- Directions for this task
Gather, from the listing beneath this task, every line holding the string "positive".

- Data listing
--- --- ---
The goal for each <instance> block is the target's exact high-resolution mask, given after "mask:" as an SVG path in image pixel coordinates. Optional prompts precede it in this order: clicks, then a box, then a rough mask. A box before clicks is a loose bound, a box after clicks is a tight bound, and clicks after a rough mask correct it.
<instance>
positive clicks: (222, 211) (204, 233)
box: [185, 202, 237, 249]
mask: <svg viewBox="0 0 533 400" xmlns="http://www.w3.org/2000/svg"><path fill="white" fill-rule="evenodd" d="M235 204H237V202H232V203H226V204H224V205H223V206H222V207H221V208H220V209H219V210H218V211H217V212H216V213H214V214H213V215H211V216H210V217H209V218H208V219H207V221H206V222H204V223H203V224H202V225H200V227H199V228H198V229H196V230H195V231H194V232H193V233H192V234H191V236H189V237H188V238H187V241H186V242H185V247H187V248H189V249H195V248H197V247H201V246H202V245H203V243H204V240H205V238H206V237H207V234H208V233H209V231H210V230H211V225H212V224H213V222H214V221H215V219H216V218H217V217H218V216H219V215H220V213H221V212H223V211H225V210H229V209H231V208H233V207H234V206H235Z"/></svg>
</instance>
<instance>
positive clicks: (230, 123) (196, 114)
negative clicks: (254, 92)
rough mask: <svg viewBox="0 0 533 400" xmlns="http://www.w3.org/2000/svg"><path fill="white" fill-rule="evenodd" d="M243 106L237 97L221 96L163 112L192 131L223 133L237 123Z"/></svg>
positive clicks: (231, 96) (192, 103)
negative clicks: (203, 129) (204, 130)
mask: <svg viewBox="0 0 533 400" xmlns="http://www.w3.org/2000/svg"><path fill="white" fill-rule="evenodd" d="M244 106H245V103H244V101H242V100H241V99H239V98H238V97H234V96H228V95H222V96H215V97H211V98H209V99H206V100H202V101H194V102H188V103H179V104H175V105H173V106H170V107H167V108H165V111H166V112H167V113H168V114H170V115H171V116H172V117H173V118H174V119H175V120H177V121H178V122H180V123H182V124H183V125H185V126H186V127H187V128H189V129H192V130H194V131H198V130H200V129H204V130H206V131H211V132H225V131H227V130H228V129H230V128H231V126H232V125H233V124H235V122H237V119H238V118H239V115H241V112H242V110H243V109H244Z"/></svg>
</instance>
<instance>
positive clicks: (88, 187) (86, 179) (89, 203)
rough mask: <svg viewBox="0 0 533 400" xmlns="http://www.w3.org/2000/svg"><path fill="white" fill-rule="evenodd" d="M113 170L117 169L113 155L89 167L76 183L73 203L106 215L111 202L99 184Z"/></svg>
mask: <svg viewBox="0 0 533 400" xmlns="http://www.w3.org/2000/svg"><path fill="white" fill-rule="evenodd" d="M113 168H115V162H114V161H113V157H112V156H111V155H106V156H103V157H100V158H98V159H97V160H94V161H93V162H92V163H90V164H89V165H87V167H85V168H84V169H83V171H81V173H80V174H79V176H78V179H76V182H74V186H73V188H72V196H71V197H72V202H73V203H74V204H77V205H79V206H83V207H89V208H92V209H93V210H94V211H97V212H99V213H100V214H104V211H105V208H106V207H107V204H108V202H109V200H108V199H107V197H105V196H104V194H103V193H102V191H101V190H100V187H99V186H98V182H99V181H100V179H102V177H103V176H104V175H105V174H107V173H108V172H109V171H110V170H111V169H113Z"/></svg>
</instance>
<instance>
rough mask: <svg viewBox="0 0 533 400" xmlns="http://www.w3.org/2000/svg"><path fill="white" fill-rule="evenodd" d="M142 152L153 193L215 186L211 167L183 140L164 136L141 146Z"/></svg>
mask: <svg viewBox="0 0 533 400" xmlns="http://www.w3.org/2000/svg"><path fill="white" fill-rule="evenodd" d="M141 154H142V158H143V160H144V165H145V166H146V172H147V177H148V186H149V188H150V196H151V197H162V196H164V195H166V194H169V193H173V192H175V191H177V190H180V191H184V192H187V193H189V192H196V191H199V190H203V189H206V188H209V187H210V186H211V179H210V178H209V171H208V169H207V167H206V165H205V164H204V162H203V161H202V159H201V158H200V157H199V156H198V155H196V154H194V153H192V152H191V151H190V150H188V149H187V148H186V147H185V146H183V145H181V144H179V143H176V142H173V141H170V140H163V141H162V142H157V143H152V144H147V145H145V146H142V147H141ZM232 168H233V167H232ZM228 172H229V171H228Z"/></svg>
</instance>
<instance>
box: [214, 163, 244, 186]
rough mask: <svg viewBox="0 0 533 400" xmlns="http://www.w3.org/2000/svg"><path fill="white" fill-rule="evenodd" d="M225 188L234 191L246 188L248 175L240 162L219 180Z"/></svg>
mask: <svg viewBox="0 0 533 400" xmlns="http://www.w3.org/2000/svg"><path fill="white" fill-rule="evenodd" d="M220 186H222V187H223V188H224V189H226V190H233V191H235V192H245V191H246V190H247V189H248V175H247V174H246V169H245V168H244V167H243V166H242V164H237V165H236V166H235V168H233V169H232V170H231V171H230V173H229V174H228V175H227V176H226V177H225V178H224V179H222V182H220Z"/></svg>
--- --- ---
- Response to this task
positive clicks: (222, 211) (204, 233)
positive clicks: (230, 123) (196, 114)
positive clicks: (231, 96) (192, 103)
positive clicks: (88, 187) (86, 179) (89, 203)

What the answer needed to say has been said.